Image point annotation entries
########################################

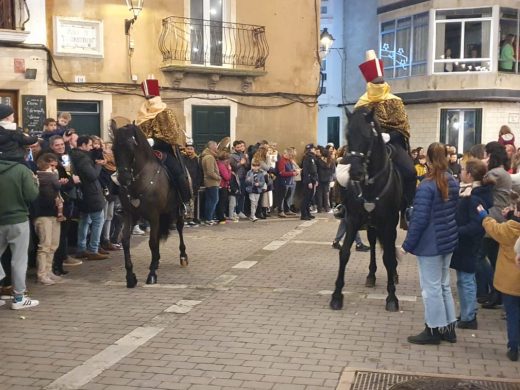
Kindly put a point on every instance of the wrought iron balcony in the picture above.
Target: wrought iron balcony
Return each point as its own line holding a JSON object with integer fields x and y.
{"x": 205, "y": 46}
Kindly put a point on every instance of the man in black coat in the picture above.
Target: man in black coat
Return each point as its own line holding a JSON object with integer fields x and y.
{"x": 194, "y": 167}
{"x": 309, "y": 181}
{"x": 13, "y": 141}
{"x": 91, "y": 202}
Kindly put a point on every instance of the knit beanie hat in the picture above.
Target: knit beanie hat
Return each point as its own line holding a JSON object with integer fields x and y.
{"x": 5, "y": 111}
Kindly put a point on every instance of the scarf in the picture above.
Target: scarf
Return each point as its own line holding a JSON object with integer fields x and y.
{"x": 376, "y": 93}
{"x": 466, "y": 188}
{"x": 149, "y": 109}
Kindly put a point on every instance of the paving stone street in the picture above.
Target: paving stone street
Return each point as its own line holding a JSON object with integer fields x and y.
{"x": 250, "y": 312}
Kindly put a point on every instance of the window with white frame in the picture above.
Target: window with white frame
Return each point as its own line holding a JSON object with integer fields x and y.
{"x": 404, "y": 46}
{"x": 508, "y": 46}
{"x": 463, "y": 40}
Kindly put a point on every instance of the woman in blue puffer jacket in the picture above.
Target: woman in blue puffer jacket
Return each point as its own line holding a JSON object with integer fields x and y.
{"x": 432, "y": 237}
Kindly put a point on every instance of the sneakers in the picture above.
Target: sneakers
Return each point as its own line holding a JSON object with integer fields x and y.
{"x": 96, "y": 256}
{"x": 136, "y": 231}
{"x": 73, "y": 262}
{"x": 24, "y": 303}
{"x": 428, "y": 336}
{"x": 362, "y": 248}
{"x": 512, "y": 354}
{"x": 46, "y": 281}
{"x": 55, "y": 278}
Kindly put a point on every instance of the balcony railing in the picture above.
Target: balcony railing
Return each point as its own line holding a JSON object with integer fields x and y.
{"x": 209, "y": 43}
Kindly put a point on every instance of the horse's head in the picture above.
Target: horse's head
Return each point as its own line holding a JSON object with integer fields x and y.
{"x": 362, "y": 134}
{"x": 129, "y": 141}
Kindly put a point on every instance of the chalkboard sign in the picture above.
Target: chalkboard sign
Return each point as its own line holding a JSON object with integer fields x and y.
{"x": 33, "y": 112}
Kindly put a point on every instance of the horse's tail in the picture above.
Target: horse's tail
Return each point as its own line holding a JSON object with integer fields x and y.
{"x": 165, "y": 221}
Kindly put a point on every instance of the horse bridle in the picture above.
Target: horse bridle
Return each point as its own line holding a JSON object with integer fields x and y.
{"x": 136, "y": 177}
{"x": 367, "y": 180}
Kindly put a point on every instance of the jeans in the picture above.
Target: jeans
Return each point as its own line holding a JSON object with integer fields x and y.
{"x": 467, "y": 289}
{"x": 434, "y": 275}
{"x": 483, "y": 274}
{"x": 242, "y": 196}
{"x": 16, "y": 237}
{"x": 512, "y": 306}
{"x": 342, "y": 229}
{"x": 211, "y": 194}
{"x": 95, "y": 220}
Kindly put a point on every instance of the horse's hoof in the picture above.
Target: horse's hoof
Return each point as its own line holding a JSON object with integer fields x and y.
{"x": 131, "y": 281}
{"x": 336, "y": 303}
{"x": 151, "y": 279}
{"x": 371, "y": 281}
{"x": 392, "y": 306}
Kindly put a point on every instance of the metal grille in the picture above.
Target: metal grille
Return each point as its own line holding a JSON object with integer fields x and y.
{"x": 213, "y": 43}
{"x": 368, "y": 380}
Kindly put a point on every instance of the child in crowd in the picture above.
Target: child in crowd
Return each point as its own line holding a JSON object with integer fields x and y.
{"x": 421, "y": 168}
{"x": 474, "y": 190}
{"x": 507, "y": 272}
{"x": 13, "y": 141}
{"x": 46, "y": 224}
{"x": 255, "y": 185}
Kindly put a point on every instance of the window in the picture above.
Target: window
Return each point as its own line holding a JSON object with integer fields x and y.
{"x": 211, "y": 32}
{"x": 461, "y": 128}
{"x": 462, "y": 40}
{"x": 404, "y": 46}
{"x": 508, "y": 46}
{"x": 86, "y": 118}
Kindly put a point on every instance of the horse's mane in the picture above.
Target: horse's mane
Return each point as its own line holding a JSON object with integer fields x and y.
{"x": 122, "y": 138}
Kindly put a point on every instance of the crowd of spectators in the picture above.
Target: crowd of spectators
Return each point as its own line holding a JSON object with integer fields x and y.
{"x": 466, "y": 212}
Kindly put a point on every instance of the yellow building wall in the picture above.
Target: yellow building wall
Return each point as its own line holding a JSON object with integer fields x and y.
{"x": 292, "y": 66}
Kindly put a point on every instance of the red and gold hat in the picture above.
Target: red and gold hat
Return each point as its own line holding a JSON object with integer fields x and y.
{"x": 150, "y": 88}
{"x": 372, "y": 68}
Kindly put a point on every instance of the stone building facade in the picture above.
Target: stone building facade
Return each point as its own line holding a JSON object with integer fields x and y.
{"x": 227, "y": 67}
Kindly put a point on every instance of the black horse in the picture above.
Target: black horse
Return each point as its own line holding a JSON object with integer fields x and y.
{"x": 372, "y": 198}
{"x": 145, "y": 191}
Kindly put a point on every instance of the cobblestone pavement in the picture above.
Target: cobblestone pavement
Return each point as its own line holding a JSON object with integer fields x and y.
{"x": 250, "y": 312}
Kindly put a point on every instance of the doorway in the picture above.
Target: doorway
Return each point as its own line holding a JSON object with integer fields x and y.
{"x": 209, "y": 123}
{"x": 11, "y": 99}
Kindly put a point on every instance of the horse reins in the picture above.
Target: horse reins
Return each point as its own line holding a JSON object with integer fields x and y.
{"x": 367, "y": 180}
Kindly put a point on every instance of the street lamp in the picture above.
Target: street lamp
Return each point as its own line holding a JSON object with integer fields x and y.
{"x": 326, "y": 41}
{"x": 136, "y": 6}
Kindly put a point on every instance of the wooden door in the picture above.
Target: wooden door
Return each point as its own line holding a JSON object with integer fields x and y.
{"x": 10, "y": 98}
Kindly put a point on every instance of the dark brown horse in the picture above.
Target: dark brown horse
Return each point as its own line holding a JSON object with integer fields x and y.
{"x": 373, "y": 199}
{"x": 145, "y": 192}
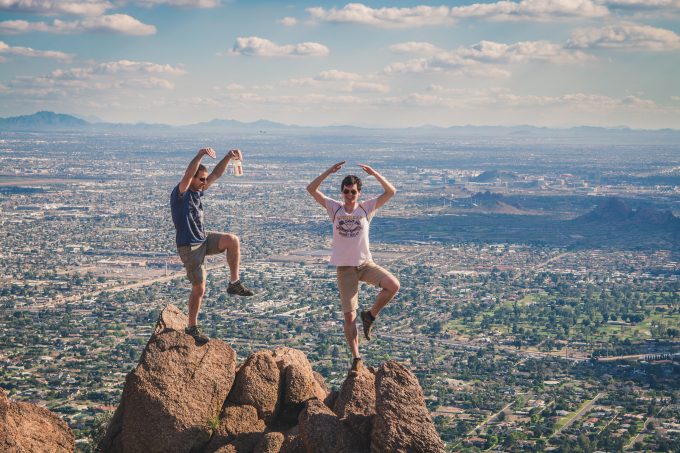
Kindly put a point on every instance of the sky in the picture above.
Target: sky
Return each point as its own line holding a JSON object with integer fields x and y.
{"x": 555, "y": 63}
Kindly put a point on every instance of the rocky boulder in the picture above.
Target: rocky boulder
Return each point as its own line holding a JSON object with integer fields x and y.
{"x": 184, "y": 397}
{"x": 25, "y": 427}
{"x": 402, "y": 422}
{"x": 355, "y": 404}
{"x": 171, "y": 397}
{"x": 323, "y": 432}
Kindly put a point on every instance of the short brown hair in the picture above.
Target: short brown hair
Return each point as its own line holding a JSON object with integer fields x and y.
{"x": 200, "y": 168}
{"x": 350, "y": 180}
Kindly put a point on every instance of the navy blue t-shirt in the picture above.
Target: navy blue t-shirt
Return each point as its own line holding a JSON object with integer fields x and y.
{"x": 187, "y": 215}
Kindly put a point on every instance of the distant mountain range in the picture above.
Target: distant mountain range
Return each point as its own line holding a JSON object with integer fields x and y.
{"x": 613, "y": 211}
{"x": 50, "y": 121}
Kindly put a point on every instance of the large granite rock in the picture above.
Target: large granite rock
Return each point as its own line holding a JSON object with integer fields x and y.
{"x": 258, "y": 383}
{"x": 323, "y": 432}
{"x": 402, "y": 422}
{"x": 180, "y": 398}
{"x": 25, "y": 427}
{"x": 355, "y": 404}
{"x": 173, "y": 394}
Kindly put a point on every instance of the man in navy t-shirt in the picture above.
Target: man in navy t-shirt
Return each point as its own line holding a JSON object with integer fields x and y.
{"x": 193, "y": 242}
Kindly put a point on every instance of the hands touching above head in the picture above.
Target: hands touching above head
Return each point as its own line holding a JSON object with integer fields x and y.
{"x": 207, "y": 152}
{"x": 235, "y": 154}
{"x": 368, "y": 169}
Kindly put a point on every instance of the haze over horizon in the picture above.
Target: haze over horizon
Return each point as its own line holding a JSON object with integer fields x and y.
{"x": 399, "y": 64}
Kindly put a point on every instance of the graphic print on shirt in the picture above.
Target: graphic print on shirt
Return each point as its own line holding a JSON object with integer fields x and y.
{"x": 349, "y": 226}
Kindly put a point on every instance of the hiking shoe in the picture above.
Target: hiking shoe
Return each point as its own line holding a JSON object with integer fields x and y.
{"x": 367, "y": 321}
{"x": 239, "y": 289}
{"x": 357, "y": 366}
{"x": 198, "y": 336}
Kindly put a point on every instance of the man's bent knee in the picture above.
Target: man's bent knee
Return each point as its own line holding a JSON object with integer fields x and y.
{"x": 198, "y": 289}
{"x": 390, "y": 284}
{"x": 228, "y": 240}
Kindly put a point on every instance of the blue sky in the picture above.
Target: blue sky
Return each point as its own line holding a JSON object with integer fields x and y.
{"x": 555, "y": 63}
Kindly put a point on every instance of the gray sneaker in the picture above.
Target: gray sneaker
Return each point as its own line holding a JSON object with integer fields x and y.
{"x": 367, "y": 321}
{"x": 357, "y": 366}
{"x": 239, "y": 289}
{"x": 198, "y": 336}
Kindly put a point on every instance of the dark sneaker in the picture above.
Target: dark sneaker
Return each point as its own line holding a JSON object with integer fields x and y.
{"x": 357, "y": 366}
{"x": 198, "y": 336}
{"x": 367, "y": 321}
{"x": 239, "y": 289}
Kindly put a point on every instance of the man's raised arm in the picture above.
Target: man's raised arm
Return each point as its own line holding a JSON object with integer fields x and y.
{"x": 313, "y": 187}
{"x": 221, "y": 166}
{"x": 388, "y": 189}
{"x": 193, "y": 168}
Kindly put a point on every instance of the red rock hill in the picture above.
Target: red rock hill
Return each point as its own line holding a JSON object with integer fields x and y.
{"x": 182, "y": 397}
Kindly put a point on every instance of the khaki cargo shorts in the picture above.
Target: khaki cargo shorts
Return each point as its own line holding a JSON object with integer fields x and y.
{"x": 349, "y": 278}
{"x": 193, "y": 256}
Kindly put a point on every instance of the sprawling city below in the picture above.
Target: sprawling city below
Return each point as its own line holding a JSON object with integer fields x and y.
{"x": 540, "y": 277}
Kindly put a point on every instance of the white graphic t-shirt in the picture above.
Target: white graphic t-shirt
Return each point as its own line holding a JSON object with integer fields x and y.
{"x": 350, "y": 232}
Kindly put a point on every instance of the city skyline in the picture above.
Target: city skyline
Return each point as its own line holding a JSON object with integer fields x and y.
{"x": 370, "y": 64}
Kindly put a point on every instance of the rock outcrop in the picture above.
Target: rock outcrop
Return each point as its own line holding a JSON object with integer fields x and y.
{"x": 25, "y": 427}
{"x": 183, "y": 397}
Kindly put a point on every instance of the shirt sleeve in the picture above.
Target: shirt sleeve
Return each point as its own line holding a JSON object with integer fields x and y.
{"x": 369, "y": 206}
{"x": 332, "y": 207}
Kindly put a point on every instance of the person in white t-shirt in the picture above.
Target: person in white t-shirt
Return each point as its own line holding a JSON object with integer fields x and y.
{"x": 351, "y": 253}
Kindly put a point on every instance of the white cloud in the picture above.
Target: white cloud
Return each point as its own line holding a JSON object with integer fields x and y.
{"x": 28, "y": 52}
{"x": 420, "y": 16}
{"x": 482, "y": 59}
{"x": 260, "y": 47}
{"x": 417, "y": 16}
{"x": 418, "y": 48}
{"x": 75, "y": 7}
{"x": 643, "y": 4}
{"x": 494, "y": 52}
{"x": 177, "y": 3}
{"x": 335, "y": 75}
{"x": 113, "y": 23}
{"x": 625, "y": 36}
{"x": 96, "y": 79}
{"x": 287, "y": 21}
{"x": 544, "y": 10}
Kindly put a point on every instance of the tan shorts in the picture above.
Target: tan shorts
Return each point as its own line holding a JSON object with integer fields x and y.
{"x": 349, "y": 278}
{"x": 193, "y": 257}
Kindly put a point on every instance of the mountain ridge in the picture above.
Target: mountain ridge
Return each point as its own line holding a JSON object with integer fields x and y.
{"x": 51, "y": 121}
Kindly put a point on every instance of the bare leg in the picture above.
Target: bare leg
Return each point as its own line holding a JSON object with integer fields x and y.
{"x": 231, "y": 244}
{"x": 351, "y": 336}
{"x": 195, "y": 299}
{"x": 390, "y": 286}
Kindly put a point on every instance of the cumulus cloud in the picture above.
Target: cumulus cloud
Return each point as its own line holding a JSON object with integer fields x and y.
{"x": 339, "y": 81}
{"x": 287, "y": 21}
{"x": 418, "y": 48}
{"x": 75, "y": 7}
{"x": 544, "y": 10}
{"x": 177, "y": 3}
{"x": 420, "y": 16}
{"x": 102, "y": 78}
{"x": 335, "y": 75}
{"x": 483, "y": 58}
{"x": 113, "y": 23}
{"x": 417, "y": 16}
{"x": 260, "y": 47}
{"x": 28, "y": 52}
{"x": 494, "y": 52}
{"x": 625, "y": 36}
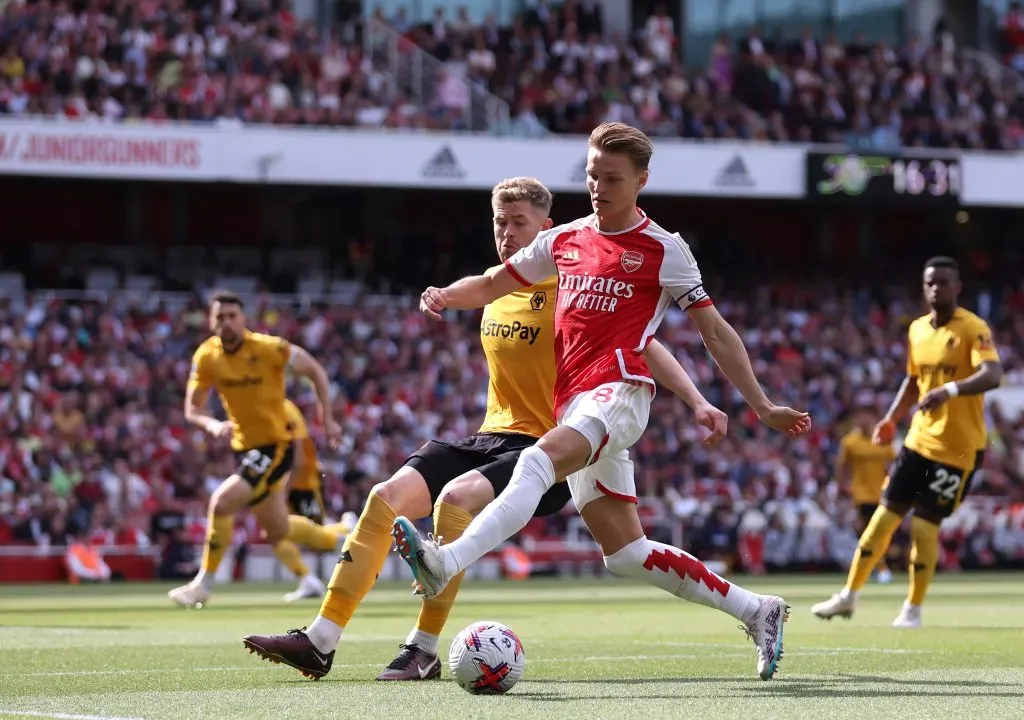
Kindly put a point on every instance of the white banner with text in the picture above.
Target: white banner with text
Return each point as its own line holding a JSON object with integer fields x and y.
{"x": 297, "y": 156}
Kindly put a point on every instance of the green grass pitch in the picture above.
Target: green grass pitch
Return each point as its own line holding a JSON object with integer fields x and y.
{"x": 595, "y": 649}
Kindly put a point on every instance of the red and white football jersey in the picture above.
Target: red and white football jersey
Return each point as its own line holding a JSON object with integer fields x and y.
{"x": 613, "y": 290}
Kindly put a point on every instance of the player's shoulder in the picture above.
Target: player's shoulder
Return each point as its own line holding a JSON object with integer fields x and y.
{"x": 970, "y": 322}
{"x": 922, "y": 323}
{"x": 266, "y": 342}
{"x": 581, "y": 224}
{"x": 672, "y": 242}
{"x": 207, "y": 348}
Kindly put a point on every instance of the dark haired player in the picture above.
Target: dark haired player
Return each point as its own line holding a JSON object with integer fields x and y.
{"x": 951, "y": 363}
{"x": 247, "y": 369}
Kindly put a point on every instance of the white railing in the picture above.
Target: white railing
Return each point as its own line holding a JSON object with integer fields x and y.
{"x": 991, "y": 67}
{"x": 415, "y": 74}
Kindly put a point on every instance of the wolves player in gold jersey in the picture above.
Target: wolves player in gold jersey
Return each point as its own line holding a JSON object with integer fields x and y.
{"x": 865, "y": 463}
{"x": 305, "y": 499}
{"x": 517, "y": 335}
{"x": 248, "y": 371}
{"x": 951, "y": 363}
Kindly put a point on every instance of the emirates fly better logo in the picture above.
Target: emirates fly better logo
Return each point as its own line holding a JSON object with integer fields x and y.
{"x": 632, "y": 260}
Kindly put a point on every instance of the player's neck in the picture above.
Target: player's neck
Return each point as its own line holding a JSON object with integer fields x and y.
{"x": 940, "y": 318}
{"x": 620, "y": 221}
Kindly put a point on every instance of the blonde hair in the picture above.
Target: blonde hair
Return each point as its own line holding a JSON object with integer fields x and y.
{"x": 530, "y": 189}
{"x": 620, "y": 137}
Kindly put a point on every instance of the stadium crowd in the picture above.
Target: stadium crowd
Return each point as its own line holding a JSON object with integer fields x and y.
{"x": 93, "y": 445}
{"x": 556, "y": 66}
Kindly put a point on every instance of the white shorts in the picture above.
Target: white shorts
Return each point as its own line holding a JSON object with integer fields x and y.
{"x": 611, "y": 417}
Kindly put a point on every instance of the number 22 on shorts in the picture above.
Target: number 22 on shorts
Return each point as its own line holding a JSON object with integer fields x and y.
{"x": 603, "y": 394}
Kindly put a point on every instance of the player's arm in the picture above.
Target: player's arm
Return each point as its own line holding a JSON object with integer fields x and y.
{"x": 298, "y": 458}
{"x": 906, "y": 397}
{"x": 527, "y": 266}
{"x": 681, "y": 278}
{"x": 839, "y": 472}
{"x": 986, "y": 378}
{"x": 306, "y": 366}
{"x": 670, "y": 374}
{"x": 197, "y": 394}
{"x": 728, "y": 350}
{"x": 469, "y": 293}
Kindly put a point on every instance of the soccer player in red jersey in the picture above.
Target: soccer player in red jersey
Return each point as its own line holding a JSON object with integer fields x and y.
{"x": 617, "y": 273}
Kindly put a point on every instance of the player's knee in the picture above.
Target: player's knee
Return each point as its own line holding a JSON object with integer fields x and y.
{"x": 566, "y": 449}
{"x": 900, "y": 509}
{"x": 274, "y": 533}
{"x": 404, "y": 494}
{"x": 470, "y": 495}
{"x": 628, "y": 561}
{"x": 221, "y": 503}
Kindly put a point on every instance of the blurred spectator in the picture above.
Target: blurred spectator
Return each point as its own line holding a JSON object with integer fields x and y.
{"x": 85, "y": 563}
{"x": 94, "y": 441}
{"x": 555, "y": 66}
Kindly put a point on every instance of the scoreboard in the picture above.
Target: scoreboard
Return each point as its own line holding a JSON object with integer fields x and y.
{"x": 884, "y": 178}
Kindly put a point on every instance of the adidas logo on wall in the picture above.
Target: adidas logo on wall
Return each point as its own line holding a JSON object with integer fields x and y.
{"x": 734, "y": 174}
{"x": 443, "y": 164}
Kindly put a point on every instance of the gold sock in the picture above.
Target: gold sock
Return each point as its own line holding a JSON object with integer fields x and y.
{"x": 305, "y": 532}
{"x": 872, "y": 546}
{"x": 218, "y": 539}
{"x": 450, "y": 522}
{"x": 361, "y": 559}
{"x": 924, "y": 558}
{"x": 288, "y": 553}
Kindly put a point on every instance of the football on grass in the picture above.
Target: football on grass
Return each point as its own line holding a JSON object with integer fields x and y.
{"x": 486, "y": 659}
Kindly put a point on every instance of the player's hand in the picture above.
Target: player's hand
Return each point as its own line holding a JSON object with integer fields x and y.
{"x": 885, "y": 432}
{"x": 933, "y": 398}
{"x": 432, "y": 302}
{"x": 332, "y": 430}
{"x": 715, "y": 420}
{"x": 792, "y": 422}
{"x": 221, "y": 428}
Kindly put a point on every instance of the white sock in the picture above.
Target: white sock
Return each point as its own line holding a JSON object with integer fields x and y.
{"x": 506, "y": 515}
{"x": 325, "y": 634}
{"x": 683, "y": 576}
{"x": 206, "y": 580}
{"x": 425, "y": 641}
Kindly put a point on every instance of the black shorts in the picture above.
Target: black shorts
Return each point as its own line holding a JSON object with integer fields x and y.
{"x": 494, "y": 455}
{"x": 308, "y": 503}
{"x": 263, "y": 467}
{"x": 934, "y": 490}
{"x": 865, "y": 511}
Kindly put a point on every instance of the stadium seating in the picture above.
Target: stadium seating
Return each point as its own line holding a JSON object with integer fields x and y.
{"x": 90, "y": 396}
{"x": 560, "y": 74}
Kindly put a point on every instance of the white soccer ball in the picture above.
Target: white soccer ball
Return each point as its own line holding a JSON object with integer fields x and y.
{"x": 486, "y": 659}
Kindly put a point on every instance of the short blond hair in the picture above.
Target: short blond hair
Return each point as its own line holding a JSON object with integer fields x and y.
{"x": 620, "y": 137}
{"x": 530, "y": 189}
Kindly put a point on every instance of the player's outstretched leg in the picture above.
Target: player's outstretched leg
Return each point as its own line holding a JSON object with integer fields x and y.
{"x": 763, "y": 617}
{"x": 924, "y": 558}
{"x": 418, "y": 659}
{"x": 871, "y": 548}
{"x": 616, "y": 527}
{"x": 225, "y": 501}
{"x": 311, "y": 650}
{"x": 309, "y": 585}
{"x": 433, "y": 566}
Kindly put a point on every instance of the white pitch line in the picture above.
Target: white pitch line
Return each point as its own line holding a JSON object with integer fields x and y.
{"x": 585, "y": 659}
{"x": 62, "y": 716}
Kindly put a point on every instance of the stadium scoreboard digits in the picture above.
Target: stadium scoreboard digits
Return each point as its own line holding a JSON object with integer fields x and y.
{"x": 884, "y": 178}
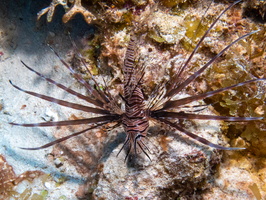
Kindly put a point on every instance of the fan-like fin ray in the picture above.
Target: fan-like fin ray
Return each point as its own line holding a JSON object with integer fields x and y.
{"x": 71, "y": 122}
{"x": 182, "y": 115}
{"x": 180, "y": 102}
{"x": 64, "y": 103}
{"x": 198, "y": 138}
{"x": 180, "y": 87}
{"x": 171, "y": 91}
{"x": 64, "y": 138}
{"x": 86, "y": 98}
{"x": 91, "y": 90}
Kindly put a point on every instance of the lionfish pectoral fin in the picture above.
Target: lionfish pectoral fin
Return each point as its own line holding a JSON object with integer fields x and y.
{"x": 198, "y": 138}
{"x": 62, "y": 102}
{"x": 95, "y": 102}
{"x": 63, "y": 138}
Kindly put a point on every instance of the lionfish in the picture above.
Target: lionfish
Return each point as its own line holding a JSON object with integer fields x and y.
{"x": 136, "y": 114}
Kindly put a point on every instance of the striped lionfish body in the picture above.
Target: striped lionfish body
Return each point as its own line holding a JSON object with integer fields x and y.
{"x": 135, "y": 118}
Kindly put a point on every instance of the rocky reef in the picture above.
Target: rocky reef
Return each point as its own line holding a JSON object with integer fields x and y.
{"x": 168, "y": 31}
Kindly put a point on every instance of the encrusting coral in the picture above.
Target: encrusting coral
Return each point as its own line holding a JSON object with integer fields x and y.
{"x": 169, "y": 35}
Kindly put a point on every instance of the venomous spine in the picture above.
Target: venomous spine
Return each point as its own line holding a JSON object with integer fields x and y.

########################################

▶ [Task instructions]:
Copy each line exactly, from the line containing "Kindly put a point on every instance of the rocky reef" down to the last line of the material, and no other lines.

▶ [The output]:
Kindly put a point on every instance of the rocky reef in the picture above.
Target: rocky reef
Return each point as its own line holding a JSON object with integer fields x and y.
{"x": 168, "y": 31}
Kindly put a point on every instance of the encrusting coral in the picture above.
Target: encrusting coral
Return each point as its own line holding a JSON object with integer fields x and y.
{"x": 169, "y": 35}
Kindly put a point on every instance of the venomous spine in the picture above.
Target: venomous spine
Return each point as its own line holding a JSON object with integer fields x and y.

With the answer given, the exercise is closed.